EXTRAIT À LIRE
-- -- --

5. **Feature engineering tabulaire**

   * `fare_per_km = fare_amount / trip_distance` (avec gestion des divisions par zéro).
   * `tip_ratio = tip_amount / fare_amount`.
   * indicateurs (ex. `is_long_trip`, `is_shared_zone`) et colonnes dérivées (`n_words` style analogies si texte présent).

6. **Jointures / merges**

   * joindre `taxi_zone_lookup` sur `PULocationID`/`DOLocationID` pour obtenir `pickup_borough`, `pickup_zone` et enrichir l’analyse géographique.

7. **Aggregations & groupby**

   * agrégations par zone / heure / jour : `count`, `mean(trip_distance)`, `median(fare_amount)`, `mean(tip_ratio)`, `max(trip_duration)`.
   * création de tables résumées utiles pour visualisations et features d’agrégation.

-- -- --

EXTRAITS DU MATÉRIEL
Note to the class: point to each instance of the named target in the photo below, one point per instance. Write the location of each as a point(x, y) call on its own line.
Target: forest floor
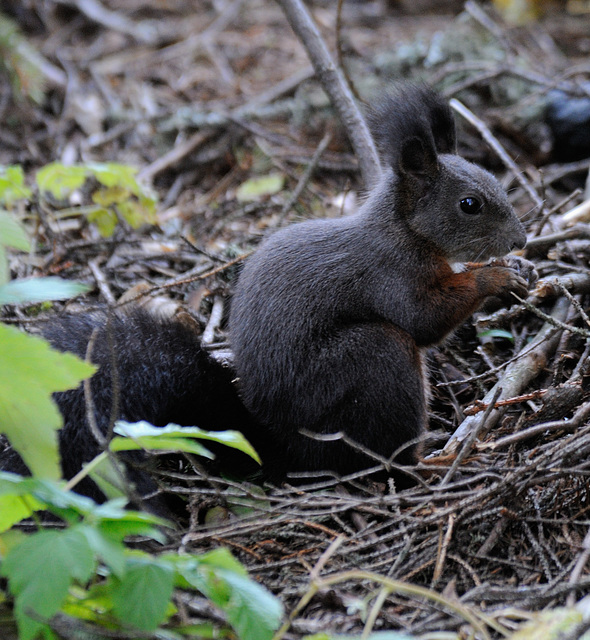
point(216, 105)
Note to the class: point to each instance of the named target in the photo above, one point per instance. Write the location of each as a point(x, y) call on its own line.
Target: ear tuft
point(412, 111)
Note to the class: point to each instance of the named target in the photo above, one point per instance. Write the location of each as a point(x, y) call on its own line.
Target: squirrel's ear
point(418, 158)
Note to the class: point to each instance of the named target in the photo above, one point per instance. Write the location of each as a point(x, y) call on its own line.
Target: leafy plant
point(111, 191)
point(58, 570)
point(22, 62)
point(86, 571)
point(116, 194)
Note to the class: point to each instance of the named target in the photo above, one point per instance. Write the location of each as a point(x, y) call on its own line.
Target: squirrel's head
point(453, 204)
point(459, 207)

-- -- --

DÉFIS
- 1) Recopiez fidèlement le passage de l'extrait à lire qui va de « 7. **Aggregations & » à « et features d’agrégation. ».
- 2) D'après l'extrait à lire, sur quelles colonnes faut-il joindre taxi_zone_lookup ?

RÉPONSES AUX EXERCICES
- 1)
7. **Aggregations & groupby**

   * agrégations par zone / heure / jour : `count`, `mean(trip_distance)`, `median(fare_amount)`, `mean(tip_ratio)`, `max(trip_duration)`.
   * création de tables résumées utiles pour visualisations et features d’agrégation.

- 2) Sur PULocationID et DOLocationID.